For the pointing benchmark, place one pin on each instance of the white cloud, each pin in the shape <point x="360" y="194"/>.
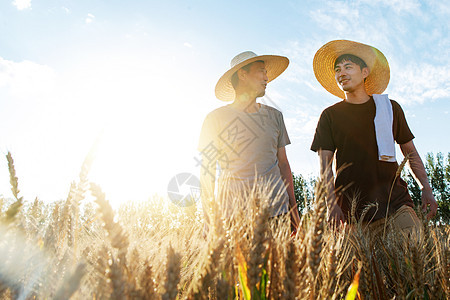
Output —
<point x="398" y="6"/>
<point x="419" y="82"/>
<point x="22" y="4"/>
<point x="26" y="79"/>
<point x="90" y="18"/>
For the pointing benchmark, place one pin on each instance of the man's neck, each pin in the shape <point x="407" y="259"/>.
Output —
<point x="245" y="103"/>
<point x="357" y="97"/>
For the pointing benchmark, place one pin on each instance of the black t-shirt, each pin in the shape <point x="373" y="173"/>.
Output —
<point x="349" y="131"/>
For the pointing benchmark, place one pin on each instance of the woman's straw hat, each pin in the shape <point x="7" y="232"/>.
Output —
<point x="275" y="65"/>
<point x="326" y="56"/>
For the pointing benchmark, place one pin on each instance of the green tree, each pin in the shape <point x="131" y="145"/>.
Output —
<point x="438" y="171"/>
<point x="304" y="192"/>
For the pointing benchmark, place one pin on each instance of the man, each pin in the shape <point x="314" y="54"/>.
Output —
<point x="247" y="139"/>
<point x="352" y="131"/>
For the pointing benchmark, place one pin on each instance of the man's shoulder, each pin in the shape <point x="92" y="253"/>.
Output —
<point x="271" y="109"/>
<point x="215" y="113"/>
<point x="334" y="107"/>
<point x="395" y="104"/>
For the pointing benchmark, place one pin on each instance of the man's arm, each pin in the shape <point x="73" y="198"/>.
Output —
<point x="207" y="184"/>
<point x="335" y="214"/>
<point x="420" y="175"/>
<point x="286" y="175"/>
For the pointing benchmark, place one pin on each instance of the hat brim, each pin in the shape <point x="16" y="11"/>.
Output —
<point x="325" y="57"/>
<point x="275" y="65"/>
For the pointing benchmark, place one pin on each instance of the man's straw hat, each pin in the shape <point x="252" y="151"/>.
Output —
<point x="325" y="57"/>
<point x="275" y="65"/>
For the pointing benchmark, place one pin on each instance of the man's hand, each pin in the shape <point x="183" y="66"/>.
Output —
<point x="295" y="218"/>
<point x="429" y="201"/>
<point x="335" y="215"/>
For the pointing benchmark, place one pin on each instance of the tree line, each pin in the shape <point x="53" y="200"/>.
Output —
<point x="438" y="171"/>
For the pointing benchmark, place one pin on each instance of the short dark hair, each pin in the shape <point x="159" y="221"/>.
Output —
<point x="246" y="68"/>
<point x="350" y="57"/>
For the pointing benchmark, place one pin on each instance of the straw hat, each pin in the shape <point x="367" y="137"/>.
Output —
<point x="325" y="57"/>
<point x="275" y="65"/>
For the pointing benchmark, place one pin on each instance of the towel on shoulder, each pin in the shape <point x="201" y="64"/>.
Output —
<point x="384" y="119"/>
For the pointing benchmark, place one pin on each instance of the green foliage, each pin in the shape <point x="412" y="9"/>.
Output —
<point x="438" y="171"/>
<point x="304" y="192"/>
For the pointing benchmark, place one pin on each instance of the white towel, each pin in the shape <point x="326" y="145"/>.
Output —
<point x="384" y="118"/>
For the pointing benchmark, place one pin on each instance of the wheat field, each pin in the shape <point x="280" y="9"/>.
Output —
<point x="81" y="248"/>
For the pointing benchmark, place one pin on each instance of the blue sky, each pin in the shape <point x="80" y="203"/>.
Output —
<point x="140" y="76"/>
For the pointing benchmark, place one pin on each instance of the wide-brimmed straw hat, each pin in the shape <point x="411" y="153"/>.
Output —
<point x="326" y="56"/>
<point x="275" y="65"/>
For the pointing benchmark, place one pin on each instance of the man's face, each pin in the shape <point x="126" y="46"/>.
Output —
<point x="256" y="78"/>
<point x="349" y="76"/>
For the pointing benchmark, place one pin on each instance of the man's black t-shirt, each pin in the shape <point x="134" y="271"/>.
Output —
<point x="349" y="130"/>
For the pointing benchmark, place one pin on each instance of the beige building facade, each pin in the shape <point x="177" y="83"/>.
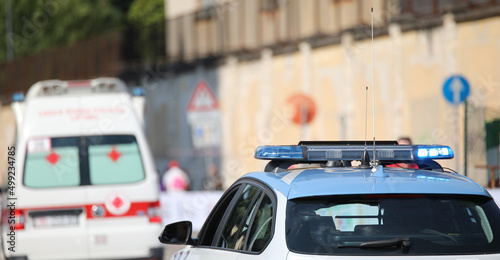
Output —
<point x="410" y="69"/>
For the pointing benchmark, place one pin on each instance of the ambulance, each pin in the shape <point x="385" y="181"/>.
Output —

Task objective >> Skip the pictures, then retype every line above exactly.

Answer to this problem >>
For the pointing benchmark, place one pin on each instance of the white cloud, each pin in the shape <point x="360" y="194"/>.
Output —
<point x="398" y="6"/>
<point x="419" y="82"/>
<point x="22" y="4"/>
<point x="26" y="79"/>
<point x="90" y="18"/>
For the pointing benchmark, place one pin on each instance of the man's neck, each pin in the shape <point x="407" y="259"/>.
Output —
<point x="245" y="103"/>
<point x="357" y="97"/>
For the pointing benchmark, place one pin on each instance of the black t-shirt, each pin in the shape <point x="373" y="173"/>.
Output —
<point x="349" y="131"/>
For the pointing benchmark, place one pin on each instance of the woman's straw hat, each pin in the shape <point x="7" y="232"/>.
Output —
<point x="275" y="65"/>
<point x="326" y="56"/>
For the pointing benchmark, place one pin on each instance of the green tree, each pin in the shape <point x="131" y="145"/>.
Output —
<point x="438" y="171"/>
<point x="304" y="192"/>
For the pointing benchmark, place one pin on each instance of the man, each pin in the shape <point x="314" y="54"/>.
Output —
<point x="247" y="139"/>
<point x="352" y="131"/>
For the pointing benchmark, place one pin on each instance of the man's shoulder, each pin in the shape <point x="92" y="253"/>.
Output —
<point x="271" y="109"/>
<point x="215" y="113"/>
<point x="334" y="107"/>
<point x="395" y="104"/>
For the pointing benchmark, place one pin on each instance of the man's arm, each pin in the shape <point x="73" y="198"/>.
Output —
<point x="207" y="184"/>
<point x="335" y="214"/>
<point x="420" y="175"/>
<point x="286" y="175"/>
For the pointing benchmark, place one pin on each instance of the hat brim, each pin in the shape <point x="16" y="11"/>.
Output —
<point x="325" y="57"/>
<point x="275" y="65"/>
For the pointing benchmark, place one pin on each instance of the man's straw hat, each pin in the shape <point x="252" y="151"/>.
Output —
<point x="325" y="57"/>
<point x="275" y="65"/>
For the pointing benchmark, place one pin on each instance of the man's hand, each pin in the shape <point x="183" y="66"/>.
Output —
<point x="295" y="218"/>
<point x="429" y="201"/>
<point x="335" y="215"/>
For the pointing benchmark, place one pin on each instance of the tree line, each pin in the shape <point x="53" y="200"/>.
Output —
<point x="438" y="171"/>
For the pointing benchmark, place one pin on each instance of the short dark hair, each pin in the shape <point x="159" y="221"/>.
Output —
<point x="246" y="68"/>
<point x="350" y="57"/>
For the pointing benchmark, place one pin on each instance of the straw hat, each pin in the shape <point x="367" y="137"/>.
Output —
<point x="325" y="57"/>
<point x="275" y="65"/>
For the pointing benchmark, place one pin on each instance of the towel on shoulder, each pin in the shape <point x="201" y="64"/>.
Output —
<point x="384" y="119"/>
For the pointing benchmark, place one pin on each instance of the green foliage, each pin in the shape <point x="412" y="9"/>.
Output —
<point x="438" y="171"/>
<point x="304" y="192"/>
For the pointing benchmark, place one pin on each instance of the white towel, each pin in the shape <point x="326" y="145"/>.
Output —
<point x="384" y="118"/>
For the pointing benchmark, place one pin on each instance of the wheat field, each pin in the shape <point x="280" y="9"/>.
Output —
<point x="81" y="248"/>
For the pointing benchmark, place one pin on each instance of the blue sky, each pin in the shape <point x="80" y="203"/>.
Output —
<point x="140" y="76"/>
For the pointing benchmark, place one pin on each instance of the wide-brimmed straw hat, each pin in the shape <point x="411" y="153"/>.
Output —
<point x="326" y="56"/>
<point x="275" y="65"/>
For the pointing benchmark, place one pin on each instance of the man's face, each pin in the shape <point x="126" y="46"/>.
Output —
<point x="256" y="78"/>
<point x="349" y="76"/>
For the pointing benchmark, place one pin on each instance of the man's black t-shirt, each pin in the shape <point x="134" y="271"/>.
Output —
<point x="349" y="130"/>
For the pointing benchmark, place one pin on each instance of the beige building facade, each pin in the shape <point x="177" y="83"/>.
Output —
<point x="410" y="69"/>
For the pointing benchmark, place one pin on each instance of the ambulance, each pin in the shape <point x="385" y="181"/>.
Output —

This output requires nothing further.